(Collected data entries)
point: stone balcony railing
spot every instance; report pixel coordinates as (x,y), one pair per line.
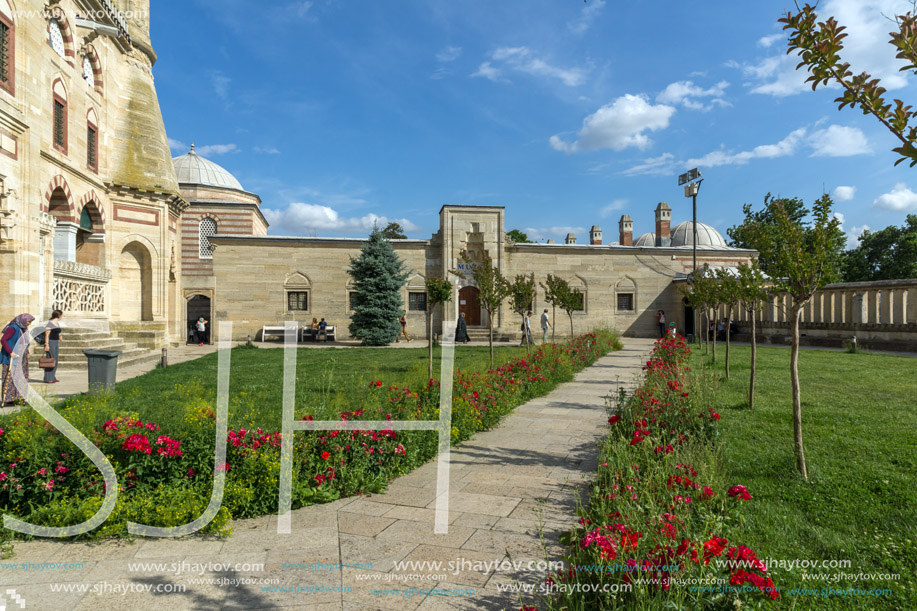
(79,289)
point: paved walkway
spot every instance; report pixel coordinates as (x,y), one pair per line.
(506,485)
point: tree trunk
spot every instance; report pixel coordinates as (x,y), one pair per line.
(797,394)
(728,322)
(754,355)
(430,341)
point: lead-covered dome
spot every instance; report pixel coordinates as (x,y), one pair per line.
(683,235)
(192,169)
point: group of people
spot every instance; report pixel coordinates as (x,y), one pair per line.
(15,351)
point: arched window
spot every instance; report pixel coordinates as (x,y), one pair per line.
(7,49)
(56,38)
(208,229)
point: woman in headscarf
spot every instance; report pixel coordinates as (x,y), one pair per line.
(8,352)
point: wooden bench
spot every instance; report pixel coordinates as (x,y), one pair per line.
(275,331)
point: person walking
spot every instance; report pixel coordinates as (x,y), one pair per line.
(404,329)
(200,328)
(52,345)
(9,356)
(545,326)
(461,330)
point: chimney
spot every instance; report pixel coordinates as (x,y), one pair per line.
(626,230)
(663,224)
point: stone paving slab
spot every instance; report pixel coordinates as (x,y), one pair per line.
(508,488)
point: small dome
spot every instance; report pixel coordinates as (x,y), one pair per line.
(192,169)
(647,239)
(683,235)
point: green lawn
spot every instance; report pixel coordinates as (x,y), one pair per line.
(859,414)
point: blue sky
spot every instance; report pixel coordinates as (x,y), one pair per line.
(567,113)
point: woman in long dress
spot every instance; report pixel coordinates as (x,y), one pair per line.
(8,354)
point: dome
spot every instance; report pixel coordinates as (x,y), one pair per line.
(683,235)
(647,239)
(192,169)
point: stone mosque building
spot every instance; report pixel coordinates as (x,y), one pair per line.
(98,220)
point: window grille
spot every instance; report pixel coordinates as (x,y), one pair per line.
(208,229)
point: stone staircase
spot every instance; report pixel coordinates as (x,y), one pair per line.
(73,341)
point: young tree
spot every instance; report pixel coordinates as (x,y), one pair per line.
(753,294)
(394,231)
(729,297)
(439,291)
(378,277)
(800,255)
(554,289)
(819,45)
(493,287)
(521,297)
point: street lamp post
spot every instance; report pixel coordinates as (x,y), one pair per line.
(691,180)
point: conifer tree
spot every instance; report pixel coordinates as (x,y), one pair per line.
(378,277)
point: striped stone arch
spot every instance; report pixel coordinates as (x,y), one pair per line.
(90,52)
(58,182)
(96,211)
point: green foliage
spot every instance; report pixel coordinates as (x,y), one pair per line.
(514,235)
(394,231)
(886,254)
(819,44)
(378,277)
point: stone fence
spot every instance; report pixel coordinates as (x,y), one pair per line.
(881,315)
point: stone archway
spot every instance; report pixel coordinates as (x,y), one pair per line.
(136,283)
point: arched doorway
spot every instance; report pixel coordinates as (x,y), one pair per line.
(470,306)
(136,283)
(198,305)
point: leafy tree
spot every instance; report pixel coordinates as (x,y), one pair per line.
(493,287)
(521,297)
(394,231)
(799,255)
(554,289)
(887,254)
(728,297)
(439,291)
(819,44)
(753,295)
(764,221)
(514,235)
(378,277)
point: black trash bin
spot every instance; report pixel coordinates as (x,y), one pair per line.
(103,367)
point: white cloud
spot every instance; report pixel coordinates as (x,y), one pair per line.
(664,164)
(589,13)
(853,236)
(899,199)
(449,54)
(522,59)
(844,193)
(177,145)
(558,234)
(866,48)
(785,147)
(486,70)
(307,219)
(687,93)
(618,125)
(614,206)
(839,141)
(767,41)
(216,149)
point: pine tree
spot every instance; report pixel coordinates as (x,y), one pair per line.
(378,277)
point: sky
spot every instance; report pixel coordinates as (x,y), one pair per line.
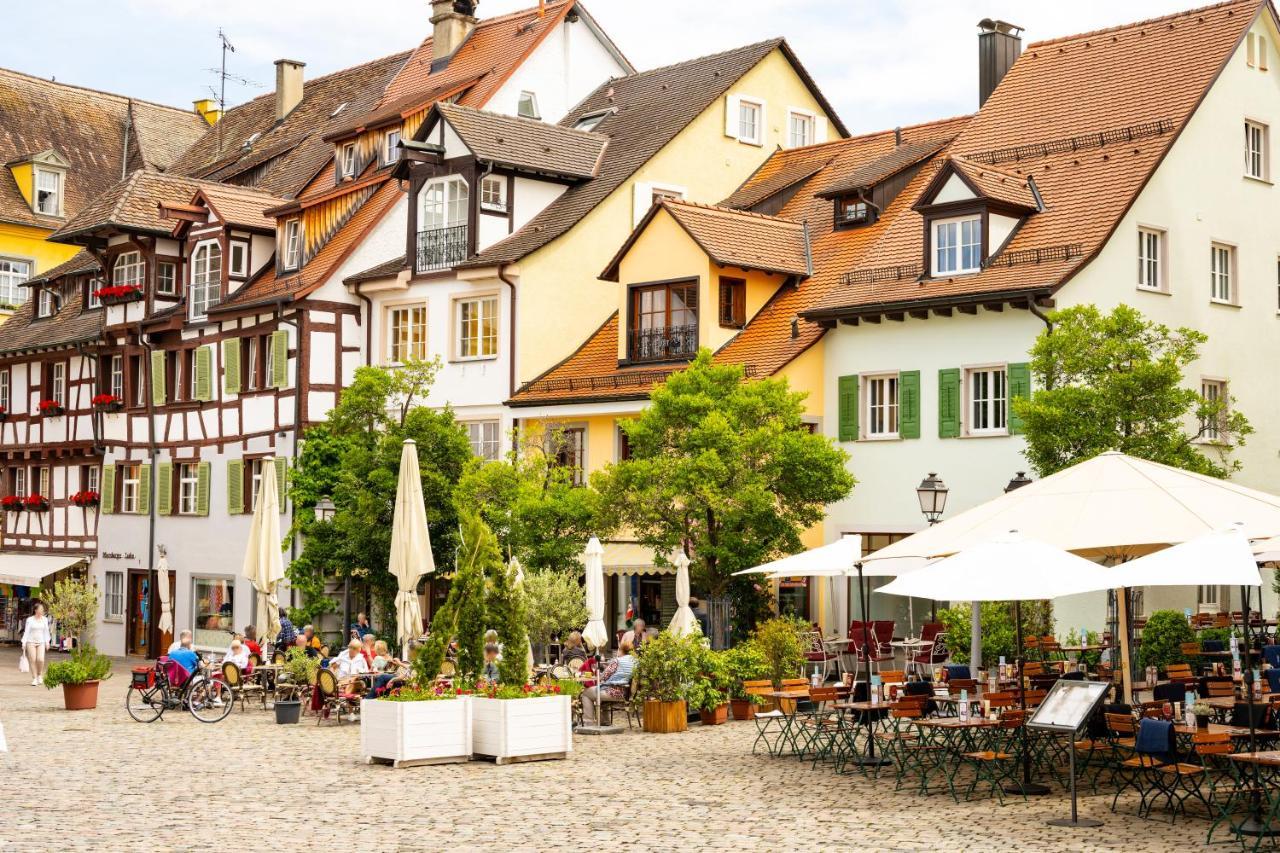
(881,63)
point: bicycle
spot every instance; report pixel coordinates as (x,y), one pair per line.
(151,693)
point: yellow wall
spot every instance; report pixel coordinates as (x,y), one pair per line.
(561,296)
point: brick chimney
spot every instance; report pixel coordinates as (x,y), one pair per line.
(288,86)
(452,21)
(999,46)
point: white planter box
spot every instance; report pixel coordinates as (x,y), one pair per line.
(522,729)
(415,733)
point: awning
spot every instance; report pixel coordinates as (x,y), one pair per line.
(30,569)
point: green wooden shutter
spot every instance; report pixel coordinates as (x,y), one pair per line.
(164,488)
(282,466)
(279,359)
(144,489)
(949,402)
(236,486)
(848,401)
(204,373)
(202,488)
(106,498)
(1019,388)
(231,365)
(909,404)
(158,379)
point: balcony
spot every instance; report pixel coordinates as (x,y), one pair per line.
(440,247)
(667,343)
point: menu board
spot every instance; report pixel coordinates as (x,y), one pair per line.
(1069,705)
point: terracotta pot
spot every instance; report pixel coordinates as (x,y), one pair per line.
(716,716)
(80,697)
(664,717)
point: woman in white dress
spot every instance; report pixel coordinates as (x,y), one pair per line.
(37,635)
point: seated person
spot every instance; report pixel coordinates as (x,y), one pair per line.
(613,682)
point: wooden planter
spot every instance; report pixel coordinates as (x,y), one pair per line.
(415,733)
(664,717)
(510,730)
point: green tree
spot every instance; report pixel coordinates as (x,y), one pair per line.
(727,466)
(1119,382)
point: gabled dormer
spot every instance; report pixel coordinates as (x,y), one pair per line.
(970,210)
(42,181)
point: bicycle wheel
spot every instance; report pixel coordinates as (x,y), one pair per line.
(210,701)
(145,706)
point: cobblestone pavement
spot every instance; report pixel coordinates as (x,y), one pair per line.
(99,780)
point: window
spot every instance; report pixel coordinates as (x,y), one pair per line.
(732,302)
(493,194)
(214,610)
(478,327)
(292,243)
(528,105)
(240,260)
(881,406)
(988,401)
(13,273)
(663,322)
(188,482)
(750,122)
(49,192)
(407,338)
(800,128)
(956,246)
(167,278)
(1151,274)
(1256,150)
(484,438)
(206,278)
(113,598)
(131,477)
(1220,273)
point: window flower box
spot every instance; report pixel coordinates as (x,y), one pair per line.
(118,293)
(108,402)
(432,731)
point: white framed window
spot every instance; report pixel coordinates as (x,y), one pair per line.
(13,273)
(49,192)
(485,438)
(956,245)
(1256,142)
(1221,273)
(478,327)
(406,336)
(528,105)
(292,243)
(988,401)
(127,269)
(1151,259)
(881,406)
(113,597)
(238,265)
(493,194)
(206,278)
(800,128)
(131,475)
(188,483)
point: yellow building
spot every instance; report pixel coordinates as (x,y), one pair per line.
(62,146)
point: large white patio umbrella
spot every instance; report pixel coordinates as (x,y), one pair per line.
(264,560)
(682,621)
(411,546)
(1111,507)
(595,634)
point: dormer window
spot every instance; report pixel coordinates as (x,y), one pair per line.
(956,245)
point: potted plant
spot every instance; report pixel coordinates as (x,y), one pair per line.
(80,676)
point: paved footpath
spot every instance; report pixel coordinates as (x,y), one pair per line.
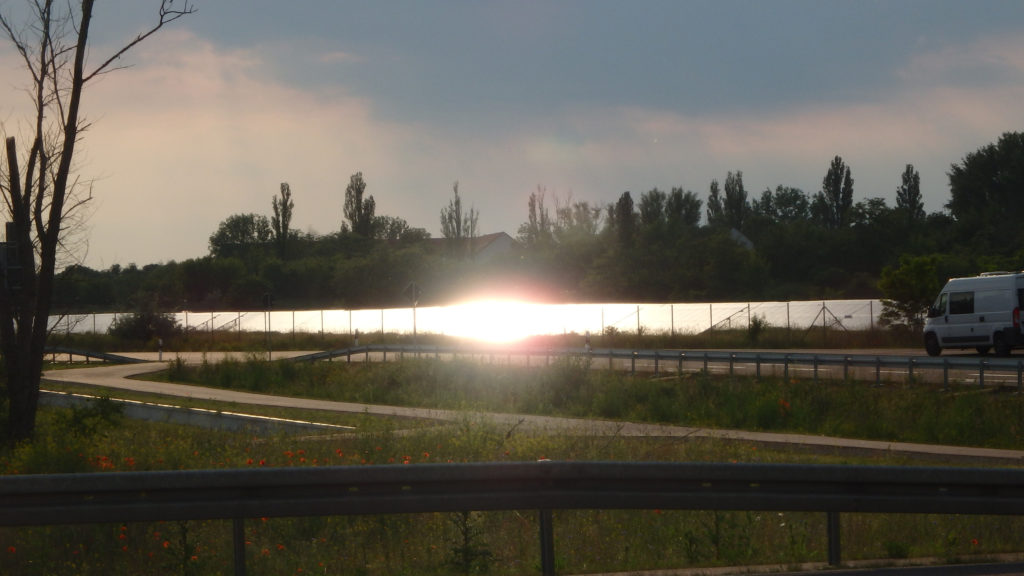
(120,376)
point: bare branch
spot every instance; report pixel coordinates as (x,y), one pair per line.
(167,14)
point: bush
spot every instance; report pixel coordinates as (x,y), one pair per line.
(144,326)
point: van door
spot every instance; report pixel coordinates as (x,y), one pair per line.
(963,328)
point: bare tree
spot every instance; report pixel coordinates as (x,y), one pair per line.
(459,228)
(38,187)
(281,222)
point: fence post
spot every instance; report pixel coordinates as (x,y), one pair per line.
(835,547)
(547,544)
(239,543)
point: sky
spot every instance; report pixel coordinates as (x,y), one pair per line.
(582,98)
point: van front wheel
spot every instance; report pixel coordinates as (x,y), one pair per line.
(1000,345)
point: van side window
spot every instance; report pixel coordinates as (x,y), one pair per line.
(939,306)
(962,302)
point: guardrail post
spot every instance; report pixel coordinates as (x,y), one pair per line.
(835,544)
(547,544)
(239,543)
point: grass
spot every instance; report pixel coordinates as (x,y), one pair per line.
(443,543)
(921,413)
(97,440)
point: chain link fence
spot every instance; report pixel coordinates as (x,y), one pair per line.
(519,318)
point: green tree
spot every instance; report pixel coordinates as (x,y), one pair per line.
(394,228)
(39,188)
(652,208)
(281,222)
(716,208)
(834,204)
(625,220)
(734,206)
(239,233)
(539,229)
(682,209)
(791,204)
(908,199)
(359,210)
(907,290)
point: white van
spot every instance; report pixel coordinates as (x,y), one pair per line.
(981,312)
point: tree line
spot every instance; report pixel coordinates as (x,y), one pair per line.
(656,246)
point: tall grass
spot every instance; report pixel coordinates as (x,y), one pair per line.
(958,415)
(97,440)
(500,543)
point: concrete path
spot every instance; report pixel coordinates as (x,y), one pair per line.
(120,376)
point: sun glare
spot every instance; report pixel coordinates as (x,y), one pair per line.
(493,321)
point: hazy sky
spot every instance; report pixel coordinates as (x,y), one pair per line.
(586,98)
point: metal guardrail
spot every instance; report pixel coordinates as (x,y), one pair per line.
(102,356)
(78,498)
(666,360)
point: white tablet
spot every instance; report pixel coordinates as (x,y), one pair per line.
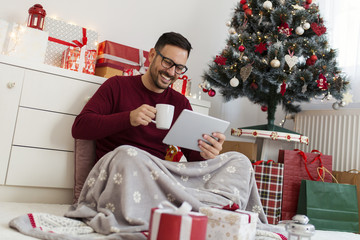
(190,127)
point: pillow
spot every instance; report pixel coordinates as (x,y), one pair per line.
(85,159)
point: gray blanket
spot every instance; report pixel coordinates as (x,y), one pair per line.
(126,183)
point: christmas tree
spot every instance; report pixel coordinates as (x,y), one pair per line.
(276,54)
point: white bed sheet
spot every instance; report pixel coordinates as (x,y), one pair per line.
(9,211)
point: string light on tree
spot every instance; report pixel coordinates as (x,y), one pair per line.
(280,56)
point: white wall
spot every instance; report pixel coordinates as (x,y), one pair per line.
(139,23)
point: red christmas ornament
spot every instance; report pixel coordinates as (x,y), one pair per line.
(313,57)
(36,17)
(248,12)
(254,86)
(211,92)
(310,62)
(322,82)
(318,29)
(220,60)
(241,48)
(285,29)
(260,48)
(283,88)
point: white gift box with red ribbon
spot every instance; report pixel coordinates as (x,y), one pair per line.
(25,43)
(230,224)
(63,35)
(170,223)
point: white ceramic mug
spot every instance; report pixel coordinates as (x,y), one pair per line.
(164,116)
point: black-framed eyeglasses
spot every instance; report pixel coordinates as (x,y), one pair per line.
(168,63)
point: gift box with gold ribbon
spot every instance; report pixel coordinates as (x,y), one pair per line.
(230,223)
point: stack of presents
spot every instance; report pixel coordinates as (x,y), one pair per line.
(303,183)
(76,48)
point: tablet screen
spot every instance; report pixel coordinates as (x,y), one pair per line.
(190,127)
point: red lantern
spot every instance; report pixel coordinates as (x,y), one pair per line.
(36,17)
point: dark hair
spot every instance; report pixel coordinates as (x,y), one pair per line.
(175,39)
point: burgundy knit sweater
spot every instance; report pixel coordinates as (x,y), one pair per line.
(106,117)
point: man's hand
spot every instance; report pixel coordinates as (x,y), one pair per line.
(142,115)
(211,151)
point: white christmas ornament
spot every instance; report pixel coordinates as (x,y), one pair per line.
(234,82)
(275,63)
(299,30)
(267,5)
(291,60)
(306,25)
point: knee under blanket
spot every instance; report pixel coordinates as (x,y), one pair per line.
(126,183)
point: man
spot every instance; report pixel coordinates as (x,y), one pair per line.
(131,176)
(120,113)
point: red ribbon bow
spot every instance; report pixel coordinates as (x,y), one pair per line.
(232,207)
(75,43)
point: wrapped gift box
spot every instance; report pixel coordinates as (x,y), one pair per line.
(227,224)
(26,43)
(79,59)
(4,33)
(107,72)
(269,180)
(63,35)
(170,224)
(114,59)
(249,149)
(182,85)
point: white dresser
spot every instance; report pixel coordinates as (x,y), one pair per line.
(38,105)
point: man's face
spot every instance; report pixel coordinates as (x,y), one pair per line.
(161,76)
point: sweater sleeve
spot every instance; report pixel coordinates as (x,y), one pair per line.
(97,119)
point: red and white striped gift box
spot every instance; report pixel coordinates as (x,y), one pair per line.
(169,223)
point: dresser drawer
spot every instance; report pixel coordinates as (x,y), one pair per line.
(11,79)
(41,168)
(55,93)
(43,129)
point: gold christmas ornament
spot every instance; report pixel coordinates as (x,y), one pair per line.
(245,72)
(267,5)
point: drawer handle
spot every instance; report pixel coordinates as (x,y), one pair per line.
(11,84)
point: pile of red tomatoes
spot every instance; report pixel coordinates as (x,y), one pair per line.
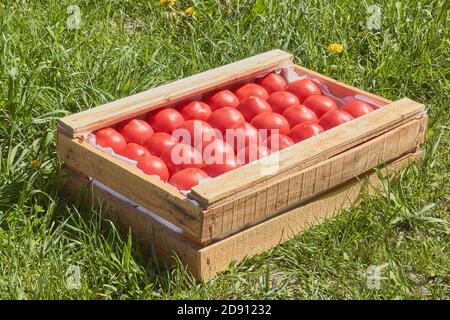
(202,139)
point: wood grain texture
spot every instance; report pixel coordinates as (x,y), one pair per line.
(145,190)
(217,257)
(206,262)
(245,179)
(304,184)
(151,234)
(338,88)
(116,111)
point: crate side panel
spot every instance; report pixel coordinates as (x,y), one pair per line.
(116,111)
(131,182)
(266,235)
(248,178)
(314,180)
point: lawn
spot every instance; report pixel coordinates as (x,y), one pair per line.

▶ Set task:
Without the pictures, repeat exactly the lines running from the line containing "point: red and white striped gift box" through the end of the data, both ends included.

▶ Answer to the problem:
point: red and white striped gift box
spot every instance; report pixel coordinates as (x,y), one pair per line.
(169,223)
point: dresser drawer
spot every instance; report pixel coordinates as (x,y), one pair per line.
(11,79)
(41,168)
(55,93)
(43,129)
point: gold christmas ornament
spot every instance; report pixel coordinates as (x,y), one pair per line.
(245,72)
(267,5)
point: drawer handle
spot every instance; report pixel coordinates as (x,y), one pair per line.
(11,84)
point: pile of red tomatoes
spot every instance; report pixel coordinates as (x,y), one pair per line.
(202,139)
point: wood grain texture
spot every instance; report pixel coordinates as (x,y), one pair per line.
(145,190)
(217,257)
(206,262)
(245,179)
(304,184)
(151,234)
(338,88)
(116,111)
point: crate side panel
spot every instance; report pixel coordinates as (x,y), one pair per line.
(116,111)
(131,182)
(266,235)
(248,178)
(314,180)
point: lawn
spot every instance; report pixel coordinates as (x,y), one pair per line.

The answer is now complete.